PROBLEM STATEMENT:
Resume the article on women in management and work-life balance, continuing from its final sentence.

EXTRACT:
++++++++++

This is an interesting statistic, revealing that there is perhaps a bigger gap between male managers who are married and female managers who are married. A similar picture was revealed when it came to whether or not there were children in the family.

But is this to do with the actual workplace being less amenable to female managers? Or is it perhaps due to the fact that it is more often down to the woman to look after the children?

Either way it provides some interesting food for thought – both for female managers and for those who wish to ascend the ladder.

Tip one – Focus on dividing your work and home life

For anyone to be a successful manager it is vital that they can divide their work and home life effectively. This is particularly true for women though, where they may have kids to think about as well.

It may help to get a diary or chart so that you can block out your time each day. Block out your working hours and then add in the specific tasks around it that form part of your home life.

Think about how to delegate better – particularly at work, but also at home – so you can enjoy a more balanced life on the whole.

++++++++++

DATA:
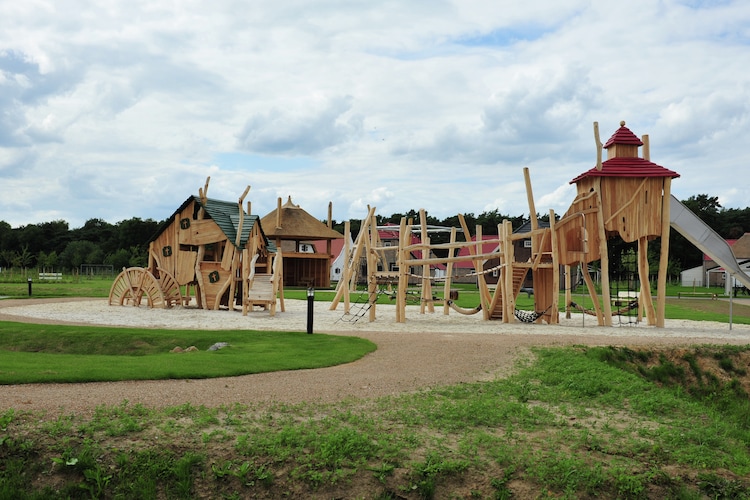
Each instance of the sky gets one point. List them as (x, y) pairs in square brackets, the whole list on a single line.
[(119, 109)]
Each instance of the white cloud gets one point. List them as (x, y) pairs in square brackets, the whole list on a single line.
[(115, 110)]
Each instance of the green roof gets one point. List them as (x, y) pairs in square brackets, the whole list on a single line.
[(226, 215)]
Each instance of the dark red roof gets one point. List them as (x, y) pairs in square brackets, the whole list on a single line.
[(626, 166), (623, 135)]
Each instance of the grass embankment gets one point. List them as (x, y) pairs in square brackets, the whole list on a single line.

++++++++++

ANSWER SPACE:
Tip two – Learn how to cope in a male orientated workplace

Some jobs and sectors have done more to introduce more female managers than others. If you are one of the first in your workplace, don’t be surprised if you meet with some hostility or even just a cool reception.

Learn how you can interact with different people in different ways. Men act and react differently to situations than women do – it’s in all our genetics and DNA. Finding out how to cope with men as well as women could mean you are able to handle the job more successfully and manage your team better as well. See our Women as Manager and Women as Leader programs.

Tip three – Learn how to de-stress – what works for you?

We all need to de-stress. But female managers may come up against more stressors than men do in certain situations.

Find ways to de-stress that really appeal to you. Take advantage of some downtime each and every day that is just for YOU. What would you do to feel better and more relaxed each day?

Enquire about our Understanding and Managing Stress Program.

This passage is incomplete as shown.